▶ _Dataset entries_
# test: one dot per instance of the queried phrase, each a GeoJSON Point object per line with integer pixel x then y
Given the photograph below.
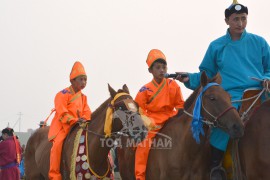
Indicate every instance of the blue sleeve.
{"type": "Point", "coordinates": [208, 65]}
{"type": "Point", "coordinates": [266, 60]}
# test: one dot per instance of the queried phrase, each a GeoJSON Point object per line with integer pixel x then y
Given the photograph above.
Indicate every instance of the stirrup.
{"type": "Point", "coordinates": [218, 173]}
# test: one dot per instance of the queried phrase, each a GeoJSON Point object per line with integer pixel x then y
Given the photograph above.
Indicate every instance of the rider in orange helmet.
{"type": "Point", "coordinates": [158, 100]}
{"type": "Point", "coordinates": [71, 107]}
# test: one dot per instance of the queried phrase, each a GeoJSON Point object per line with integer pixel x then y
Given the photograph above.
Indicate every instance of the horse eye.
{"type": "Point", "coordinates": [212, 98]}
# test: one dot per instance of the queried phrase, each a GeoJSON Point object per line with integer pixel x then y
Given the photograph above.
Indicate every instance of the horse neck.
{"type": "Point", "coordinates": [97, 149]}
{"type": "Point", "coordinates": [189, 144]}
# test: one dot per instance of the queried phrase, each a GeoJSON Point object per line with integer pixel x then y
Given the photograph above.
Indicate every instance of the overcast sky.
{"type": "Point", "coordinates": [40, 41]}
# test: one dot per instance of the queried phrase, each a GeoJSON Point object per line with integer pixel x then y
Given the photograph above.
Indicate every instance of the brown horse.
{"type": "Point", "coordinates": [181, 157]}
{"type": "Point", "coordinates": [254, 147]}
{"type": "Point", "coordinates": [37, 154]}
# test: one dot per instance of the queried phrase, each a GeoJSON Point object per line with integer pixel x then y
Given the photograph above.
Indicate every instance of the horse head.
{"type": "Point", "coordinates": [126, 118]}
{"type": "Point", "coordinates": [217, 107]}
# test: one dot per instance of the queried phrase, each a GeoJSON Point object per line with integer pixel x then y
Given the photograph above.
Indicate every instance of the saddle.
{"type": "Point", "coordinates": [80, 166]}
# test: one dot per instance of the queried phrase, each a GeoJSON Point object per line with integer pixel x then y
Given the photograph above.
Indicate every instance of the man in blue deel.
{"type": "Point", "coordinates": [237, 56]}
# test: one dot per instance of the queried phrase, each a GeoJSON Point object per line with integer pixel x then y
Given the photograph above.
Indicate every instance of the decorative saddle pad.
{"type": "Point", "coordinates": [80, 165]}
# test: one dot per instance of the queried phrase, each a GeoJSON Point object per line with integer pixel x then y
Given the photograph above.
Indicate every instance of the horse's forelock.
{"type": "Point", "coordinates": [191, 98]}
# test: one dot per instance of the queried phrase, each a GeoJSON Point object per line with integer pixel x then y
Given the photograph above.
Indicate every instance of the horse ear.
{"type": "Point", "coordinates": [112, 91]}
{"type": "Point", "coordinates": [125, 88]}
{"type": "Point", "coordinates": [204, 79]}
{"type": "Point", "coordinates": [217, 79]}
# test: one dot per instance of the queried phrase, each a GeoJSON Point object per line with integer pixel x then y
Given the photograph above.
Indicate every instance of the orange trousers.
{"type": "Point", "coordinates": [142, 153]}
{"type": "Point", "coordinates": [55, 158]}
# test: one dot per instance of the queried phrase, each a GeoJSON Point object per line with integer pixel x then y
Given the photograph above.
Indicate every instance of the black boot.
{"type": "Point", "coordinates": [217, 171]}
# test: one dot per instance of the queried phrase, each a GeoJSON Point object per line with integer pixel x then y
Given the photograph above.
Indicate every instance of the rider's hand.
{"type": "Point", "coordinates": [81, 120]}
{"type": "Point", "coordinates": [266, 83]}
{"type": "Point", "coordinates": [182, 79]}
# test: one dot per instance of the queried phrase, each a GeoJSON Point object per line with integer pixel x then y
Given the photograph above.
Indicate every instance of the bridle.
{"type": "Point", "coordinates": [116, 106]}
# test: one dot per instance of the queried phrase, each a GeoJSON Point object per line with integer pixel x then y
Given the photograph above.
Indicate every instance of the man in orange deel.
{"type": "Point", "coordinates": [159, 100]}
{"type": "Point", "coordinates": [71, 107]}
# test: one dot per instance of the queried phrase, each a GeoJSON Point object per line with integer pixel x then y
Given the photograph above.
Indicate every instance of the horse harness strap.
{"type": "Point", "coordinates": [92, 171]}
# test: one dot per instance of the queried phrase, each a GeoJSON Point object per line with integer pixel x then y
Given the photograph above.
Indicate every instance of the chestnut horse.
{"type": "Point", "coordinates": [183, 158]}
{"type": "Point", "coordinates": [37, 154]}
{"type": "Point", "coordinates": [254, 147]}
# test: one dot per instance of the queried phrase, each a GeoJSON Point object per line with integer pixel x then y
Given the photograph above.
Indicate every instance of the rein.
{"type": "Point", "coordinates": [257, 96]}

▶ _What you should do_
Every line above should be duplicated exactly; the pictures are to be left out.

▶ _Written response_
# test: one dot per instance of the queried phrase, each a GeoJSON Point object per line with integer pixel x then y
Given the photograph below.
Indicate every instance of the blue sleeve.
{"type": "Point", "coordinates": [208, 65]}
{"type": "Point", "coordinates": [266, 60]}
# test: one dot per instance of the queried phrase, each a GeoJSON Point object per line with integer pixel x then y
Given the photograph above.
Indicate every instance of the stirrup.
{"type": "Point", "coordinates": [218, 173]}
# test: one dot per instance of the queried phrase, each a GeoJSON Point object per line with integer pixel x then y
Given the photograph above.
Indicate every instance of the rider in orange helmet.
{"type": "Point", "coordinates": [158, 100]}
{"type": "Point", "coordinates": [71, 107]}
# test: one dot per instance of the queried phrase, each a GeoJSON Point object per line with integer pixel x then y
Given the photograph above.
Indicate every instance of the horse eye.
{"type": "Point", "coordinates": [212, 98]}
# test: one dot per instance of the queried phrase, each a GeoJSON Point object per line with integer pixel x then y
Given the photograph above.
Indicate every instance of the horse neck.
{"type": "Point", "coordinates": [97, 149]}
{"type": "Point", "coordinates": [189, 144]}
# test: one dot per instance of the queried phrase, each a GeoJSON Point object per line with integer pixel x then y
Given the photograph above.
Indicate every instance of the overcast sky.
{"type": "Point", "coordinates": [40, 41]}
# test: one dot per instance of the queried phrase, each a GeoJSON Point object per line with integer pixel x then y
Given the photograph above.
Indicate every instance of the brown horse.
{"type": "Point", "coordinates": [181, 157]}
{"type": "Point", "coordinates": [254, 147]}
{"type": "Point", "coordinates": [37, 154]}
# test: one dot per instance of the queried phrase, each a GeoJSON Point object per line with integer pixel x then y
Given the photograph above.
Indicate every instance of the horse head.
{"type": "Point", "coordinates": [126, 118]}
{"type": "Point", "coordinates": [217, 107]}
# test: one dot per instance of the queried phrase, each a GeoJSON Point object per line with integer pixel x then y
Given the photograph above.
Indicate every instance of the saddle.
{"type": "Point", "coordinates": [80, 166]}
# test: one dot per instance of the queried phrase, each a GeoJSON Point object per line with integer pixel x then y
Given the photograph above.
Indicate every instance of the man in blue deel.
{"type": "Point", "coordinates": [237, 56]}
# test: one dot per instance of the queried phrase, each a GeoJSON Point object per line with integer pixel x then y
Given the photograph above.
Indicate every instance of the decorative saddle pad.
{"type": "Point", "coordinates": [80, 165]}
# test: one dot per instance of the queried phrase, each a GeoJSON Point object per line with integer pixel x then y
Given the photograph above.
Indicate every instance of the horse's forelock.
{"type": "Point", "coordinates": [191, 98]}
# test: one dot per instance of the queried phrase, each a GeoJSON Point object per line with integer pixel x then y
Given the photograph above.
Indicate every instance of the horse ear.
{"type": "Point", "coordinates": [112, 91]}
{"type": "Point", "coordinates": [125, 88]}
{"type": "Point", "coordinates": [204, 79]}
{"type": "Point", "coordinates": [217, 79]}
# test: one dot per instance of the queried phrase, each a GeoJSON Point object per line with integer pixel x then y
Given the photograph above.
Indicate every instance of the orange trousers.
{"type": "Point", "coordinates": [142, 153]}
{"type": "Point", "coordinates": [55, 158]}
# test: one dot per instance of the queried phrase, each a GeoJSON Point object per line with integer pixel x then y
Given the photograph above.
Indicate every instance of the black boot.
{"type": "Point", "coordinates": [217, 171]}
# test: one dot per instance of the queried phrase, each a GeoJSON Point object per line with integer pixel x then y
Given the photograph above.
Indicate every instance of the rider's hand.
{"type": "Point", "coordinates": [81, 120]}
{"type": "Point", "coordinates": [266, 83]}
{"type": "Point", "coordinates": [182, 79]}
# test: one dot per instance of the queried phrase, each a GeoJSON Point object per line with integer pixel x then y
Given the photograph above.
Indicate every instance of the bridle.
{"type": "Point", "coordinates": [116, 106]}
# test: one dot per instance of the queried phrase, each a GeoJSON Point object per line with integer pixel x then y
Given the photograph above.
Indicate every instance of the man in orange deel.
{"type": "Point", "coordinates": [159, 100]}
{"type": "Point", "coordinates": [71, 107]}
# test: one dot per instance of the queried phrase, each a GeoJSON Point object per line with integer pixel x then y
Given the photograph above.
Indicate every instance of the horse harness strap.
{"type": "Point", "coordinates": [92, 171]}
# test: one dot per instance of the queried phrase, each a GeoJSON Point object per line with integer pixel x then y
Given the photograph above.
Indicate every instance of the chestnut horse.
{"type": "Point", "coordinates": [183, 158]}
{"type": "Point", "coordinates": [37, 154]}
{"type": "Point", "coordinates": [254, 147]}
# test: one dot per instance of the queried phrase, each a GeoJSON Point object per line with integer pixel x then y
Given the photograph above.
Indicate every instance of the rein.
{"type": "Point", "coordinates": [257, 96]}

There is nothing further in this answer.